** Start Provided records **

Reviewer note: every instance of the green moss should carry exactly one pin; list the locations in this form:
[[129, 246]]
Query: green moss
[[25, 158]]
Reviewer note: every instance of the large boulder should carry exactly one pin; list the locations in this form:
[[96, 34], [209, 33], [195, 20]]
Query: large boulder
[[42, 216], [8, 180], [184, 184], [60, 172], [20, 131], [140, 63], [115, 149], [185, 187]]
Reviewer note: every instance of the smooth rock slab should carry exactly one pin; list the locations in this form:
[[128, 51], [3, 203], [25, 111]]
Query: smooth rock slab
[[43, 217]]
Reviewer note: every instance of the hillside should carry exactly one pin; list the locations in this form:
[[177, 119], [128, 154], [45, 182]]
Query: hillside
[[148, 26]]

** End Provided records **

Return the material in full, exactly as shown.

• [Written solution]:
Reviewer note: every instance of the green moss should carry exactly one pin; list the locations in this form:
[[129, 246]]
Query: green moss
[[25, 158]]
Reviewer note: every instance of the large boulder should carry exactly one pin; list the locations in this form:
[[96, 34], [209, 33], [195, 20]]
Query: large boulder
[[42, 216], [8, 180], [184, 184], [60, 172], [20, 131], [140, 63], [115, 149], [185, 187]]
Reviewer note: every instance of the smooth rock slab should carry exactly one pin; list the locations in this form:
[[128, 51], [3, 203], [25, 111]]
Query: smooth rock slab
[[43, 217]]
Reviewer note: every instance of the hillside should carry exactly one pin; list the locations in this form:
[[177, 119], [128, 154], [45, 182]]
Query: hillside
[[148, 26]]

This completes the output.